- **To be done**:
Reproduce each of the following records verbatim, leaving the pictures out of your answer.

- **Record list**:

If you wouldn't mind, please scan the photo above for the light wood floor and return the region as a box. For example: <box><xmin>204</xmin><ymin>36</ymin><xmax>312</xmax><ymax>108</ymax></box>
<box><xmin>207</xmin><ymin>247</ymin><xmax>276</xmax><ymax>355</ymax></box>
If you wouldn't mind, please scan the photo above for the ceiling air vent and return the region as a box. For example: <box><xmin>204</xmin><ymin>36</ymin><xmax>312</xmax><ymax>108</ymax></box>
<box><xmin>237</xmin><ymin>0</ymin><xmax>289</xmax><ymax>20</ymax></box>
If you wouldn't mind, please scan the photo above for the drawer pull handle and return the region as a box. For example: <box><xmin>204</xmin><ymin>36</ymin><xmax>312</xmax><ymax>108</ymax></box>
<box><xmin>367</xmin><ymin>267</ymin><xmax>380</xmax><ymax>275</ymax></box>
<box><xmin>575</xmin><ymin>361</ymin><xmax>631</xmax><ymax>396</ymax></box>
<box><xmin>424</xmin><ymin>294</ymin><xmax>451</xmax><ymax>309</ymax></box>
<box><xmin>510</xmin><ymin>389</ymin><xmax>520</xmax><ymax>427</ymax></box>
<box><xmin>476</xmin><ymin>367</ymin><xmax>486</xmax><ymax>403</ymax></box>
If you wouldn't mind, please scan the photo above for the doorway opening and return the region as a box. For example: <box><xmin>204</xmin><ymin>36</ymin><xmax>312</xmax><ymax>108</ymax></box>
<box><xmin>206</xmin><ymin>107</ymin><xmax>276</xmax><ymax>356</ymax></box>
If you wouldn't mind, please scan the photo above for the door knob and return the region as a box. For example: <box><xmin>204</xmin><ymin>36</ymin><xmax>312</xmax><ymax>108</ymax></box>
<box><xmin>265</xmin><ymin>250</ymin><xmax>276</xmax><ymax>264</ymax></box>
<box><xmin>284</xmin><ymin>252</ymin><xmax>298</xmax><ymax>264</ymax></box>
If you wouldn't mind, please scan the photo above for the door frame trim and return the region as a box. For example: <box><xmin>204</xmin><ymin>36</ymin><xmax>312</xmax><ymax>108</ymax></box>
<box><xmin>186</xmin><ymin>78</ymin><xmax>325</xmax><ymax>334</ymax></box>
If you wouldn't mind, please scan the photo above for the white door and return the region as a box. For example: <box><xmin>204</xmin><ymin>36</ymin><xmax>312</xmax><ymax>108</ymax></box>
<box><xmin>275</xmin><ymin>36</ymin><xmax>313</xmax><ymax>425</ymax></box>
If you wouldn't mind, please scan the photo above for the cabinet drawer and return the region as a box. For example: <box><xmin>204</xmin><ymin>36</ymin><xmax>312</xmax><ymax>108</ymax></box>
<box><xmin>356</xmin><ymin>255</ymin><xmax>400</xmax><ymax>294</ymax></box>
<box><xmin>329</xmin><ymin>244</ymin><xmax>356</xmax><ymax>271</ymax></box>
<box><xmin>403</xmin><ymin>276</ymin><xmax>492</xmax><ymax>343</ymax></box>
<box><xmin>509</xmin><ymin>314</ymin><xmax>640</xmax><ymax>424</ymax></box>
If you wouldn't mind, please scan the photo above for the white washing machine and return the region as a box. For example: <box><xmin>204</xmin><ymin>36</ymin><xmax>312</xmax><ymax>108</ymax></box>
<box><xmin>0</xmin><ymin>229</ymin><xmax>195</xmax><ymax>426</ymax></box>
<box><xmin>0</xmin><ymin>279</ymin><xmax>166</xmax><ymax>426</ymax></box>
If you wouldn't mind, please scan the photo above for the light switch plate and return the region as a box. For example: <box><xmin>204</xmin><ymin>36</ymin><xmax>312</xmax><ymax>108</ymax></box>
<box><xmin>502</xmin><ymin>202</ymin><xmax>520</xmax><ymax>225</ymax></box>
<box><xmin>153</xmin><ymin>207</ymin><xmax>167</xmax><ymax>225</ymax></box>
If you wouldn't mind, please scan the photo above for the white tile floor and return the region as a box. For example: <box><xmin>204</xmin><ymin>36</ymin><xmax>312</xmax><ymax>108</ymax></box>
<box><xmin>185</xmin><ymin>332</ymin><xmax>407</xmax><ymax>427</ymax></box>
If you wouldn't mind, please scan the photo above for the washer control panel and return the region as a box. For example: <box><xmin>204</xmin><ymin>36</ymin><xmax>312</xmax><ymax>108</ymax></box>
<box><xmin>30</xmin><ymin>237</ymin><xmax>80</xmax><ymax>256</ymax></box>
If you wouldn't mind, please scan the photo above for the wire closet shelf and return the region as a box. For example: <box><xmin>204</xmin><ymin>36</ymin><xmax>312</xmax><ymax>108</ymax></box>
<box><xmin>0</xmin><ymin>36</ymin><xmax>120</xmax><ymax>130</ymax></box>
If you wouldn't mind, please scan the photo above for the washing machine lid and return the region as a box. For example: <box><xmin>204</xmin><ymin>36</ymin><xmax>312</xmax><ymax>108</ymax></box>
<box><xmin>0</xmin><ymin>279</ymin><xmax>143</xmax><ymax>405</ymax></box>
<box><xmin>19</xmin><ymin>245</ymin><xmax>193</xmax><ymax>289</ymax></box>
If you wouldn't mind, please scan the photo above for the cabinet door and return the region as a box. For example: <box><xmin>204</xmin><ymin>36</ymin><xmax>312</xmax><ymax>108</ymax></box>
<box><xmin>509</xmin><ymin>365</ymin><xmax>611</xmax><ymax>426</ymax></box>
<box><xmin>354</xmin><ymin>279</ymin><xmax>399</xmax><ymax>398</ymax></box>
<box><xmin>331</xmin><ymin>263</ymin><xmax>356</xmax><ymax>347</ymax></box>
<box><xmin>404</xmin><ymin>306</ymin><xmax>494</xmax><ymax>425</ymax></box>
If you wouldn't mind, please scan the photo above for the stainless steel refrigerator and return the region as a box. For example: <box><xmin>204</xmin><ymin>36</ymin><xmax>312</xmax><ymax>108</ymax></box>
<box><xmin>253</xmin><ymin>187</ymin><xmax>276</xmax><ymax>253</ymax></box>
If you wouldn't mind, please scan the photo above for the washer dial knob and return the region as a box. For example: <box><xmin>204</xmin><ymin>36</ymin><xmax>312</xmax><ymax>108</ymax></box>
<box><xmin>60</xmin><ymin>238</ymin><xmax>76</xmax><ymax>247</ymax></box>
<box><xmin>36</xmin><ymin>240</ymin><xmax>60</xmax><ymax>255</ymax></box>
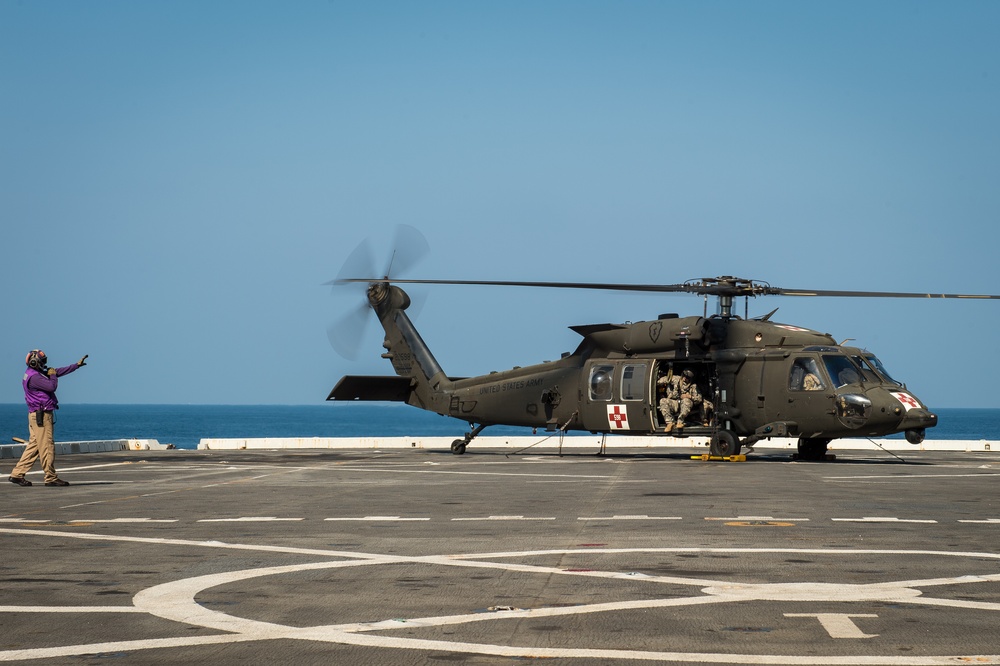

- **Full answer**:
If you wouldn't mind, please scan the photo above for the light wood floor and return the region as a box. For example: <box><xmin>204</xmin><ymin>36</ymin><xmax>312</xmax><ymax>108</ymax></box>
<box><xmin>207</xmin><ymin>247</ymin><xmax>276</xmax><ymax>355</ymax></box>
If you wouldn't mind, please scan the photo above for the ceiling air vent and return the region as a box. For example: <box><xmin>204</xmin><ymin>36</ymin><xmax>312</xmax><ymax>108</ymax></box>
<box><xmin>237</xmin><ymin>0</ymin><xmax>289</xmax><ymax>20</ymax></box>
If you wouldn't mind, please scan the photo above for the drawer pull handle and return the region as a box. For example: <box><xmin>204</xmin><ymin>36</ymin><xmax>312</xmax><ymax>108</ymax></box>
<box><xmin>367</xmin><ymin>267</ymin><xmax>380</xmax><ymax>275</ymax></box>
<box><xmin>575</xmin><ymin>361</ymin><xmax>631</xmax><ymax>396</ymax></box>
<box><xmin>424</xmin><ymin>294</ymin><xmax>451</xmax><ymax>309</ymax></box>
<box><xmin>510</xmin><ymin>389</ymin><xmax>520</xmax><ymax>427</ymax></box>
<box><xmin>476</xmin><ymin>367</ymin><xmax>486</xmax><ymax>403</ymax></box>
If you wouldn't mind, please scan the photo above for the doorway opening and return the region as a box. For example: <box><xmin>204</xmin><ymin>36</ymin><xmax>312</xmax><ymax>108</ymax></box>
<box><xmin>206</xmin><ymin>107</ymin><xmax>276</xmax><ymax>356</ymax></box>
If you wouldn't mind, please scan the photo above for the door knob and return the region as a box. For example: <box><xmin>204</xmin><ymin>36</ymin><xmax>312</xmax><ymax>108</ymax></box>
<box><xmin>265</xmin><ymin>250</ymin><xmax>276</xmax><ymax>264</ymax></box>
<box><xmin>284</xmin><ymin>252</ymin><xmax>298</xmax><ymax>264</ymax></box>
If you wouldn't mind, please scan the photo above for the door frame trim and return the region as a box. For example: <box><xmin>204</xmin><ymin>36</ymin><xmax>312</xmax><ymax>108</ymax></box>
<box><xmin>186</xmin><ymin>78</ymin><xmax>325</xmax><ymax>334</ymax></box>
If you wouldn't mind, please scan the photo above for the white door and return the region as a box. For example: <box><xmin>204</xmin><ymin>36</ymin><xmax>312</xmax><ymax>108</ymax></box>
<box><xmin>275</xmin><ymin>36</ymin><xmax>313</xmax><ymax>425</ymax></box>
If you wouldn't mind, please scan the photo above for the cabinet drawer and return the region as a box. For example: <box><xmin>204</xmin><ymin>36</ymin><xmax>312</xmax><ymax>108</ymax></box>
<box><xmin>356</xmin><ymin>255</ymin><xmax>400</xmax><ymax>294</ymax></box>
<box><xmin>329</xmin><ymin>244</ymin><xmax>356</xmax><ymax>271</ymax></box>
<box><xmin>403</xmin><ymin>276</ymin><xmax>492</xmax><ymax>343</ymax></box>
<box><xmin>509</xmin><ymin>314</ymin><xmax>640</xmax><ymax>424</ymax></box>
If you wouldn't mind, please scan the photo above for the white washing machine and return the region as a box. For example: <box><xmin>204</xmin><ymin>36</ymin><xmax>312</xmax><ymax>108</ymax></box>
<box><xmin>0</xmin><ymin>229</ymin><xmax>195</xmax><ymax>426</ymax></box>
<box><xmin>0</xmin><ymin>279</ymin><xmax>166</xmax><ymax>426</ymax></box>
If you wouldn't mind, please scan the photo above for the light switch plate and return the region as a box. For example: <box><xmin>204</xmin><ymin>36</ymin><xmax>312</xmax><ymax>108</ymax></box>
<box><xmin>502</xmin><ymin>202</ymin><xmax>520</xmax><ymax>225</ymax></box>
<box><xmin>153</xmin><ymin>207</ymin><xmax>167</xmax><ymax>225</ymax></box>
If you wouldn't mind, please scan the photo above for the white tile floor and return the region as a box. For example: <box><xmin>204</xmin><ymin>36</ymin><xmax>312</xmax><ymax>108</ymax></box>
<box><xmin>185</xmin><ymin>332</ymin><xmax>407</xmax><ymax>427</ymax></box>
If you wouldn't mind, please scan the photo above for the washer control panel and return the region as a box. For example: <box><xmin>204</xmin><ymin>36</ymin><xmax>312</xmax><ymax>108</ymax></box>
<box><xmin>30</xmin><ymin>237</ymin><xmax>80</xmax><ymax>256</ymax></box>
If you wouldn't mind, please scan the photo above for the wire closet shelf and return the region as a box. For example: <box><xmin>204</xmin><ymin>36</ymin><xmax>312</xmax><ymax>108</ymax></box>
<box><xmin>0</xmin><ymin>36</ymin><xmax>120</xmax><ymax>130</ymax></box>
If you wouldn't mind, please scan the photo above for the washing machine lid and return the region as a box. For example: <box><xmin>204</xmin><ymin>36</ymin><xmax>312</xmax><ymax>108</ymax></box>
<box><xmin>0</xmin><ymin>279</ymin><xmax>143</xmax><ymax>405</ymax></box>
<box><xmin>19</xmin><ymin>245</ymin><xmax>193</xmax><ymax>289</ymax></box>
If you wouldn't mind, please scan the photo above for the cabinet door and return the region as a box. For example: <box><xmin>204</xmin><ymin>36</ymin><xmax>312</xmax><ymax>108</ymax></box>
<box><xmin>509</xmin><ymin>365</ymin><xmax>611</xmax><ymax>426</ymax></box>
<box><xmin>354</xmin><ymin>279</ymin><xmax>399</xmax><ymax>398</ymax></box>
<box><xmin>331</xmin><ymin>263</ymin><xmax>356</xmax><ymax>347</ymax></box>
<box><xmin>404</xmin><ymin>306</ymin><xmax>494</xmax><ymax>425</ymax></box>
If you wouldn't mind, please scan the photo above for the stainless steel refrigerator and return the region as a box. For example: <box><xmin>204</xmin><ymin>36</ymin><xmax>312</xmax><ymax>108</ymax></box>
<box><xmin>253</xmin><ymin>187</ymin><xmax>276</xmax><ymax>253</ymax></box>
If you wouldn't mind, please scan the photo above for the washer dial knob and return the region as a box. For example: <box><xmin>204</xmin><ymin>36</ymin><xmax>312</xmax><ymax>108</ymax></box>
<box><xmin>60</xmin><ymin>238</ymin><xmax>76</xmax><ymax>247</ymax></box>
<box><xmin>36</xmin><ymin>240</ymin><xmax>60</xmax><ymax>255</ymax></box>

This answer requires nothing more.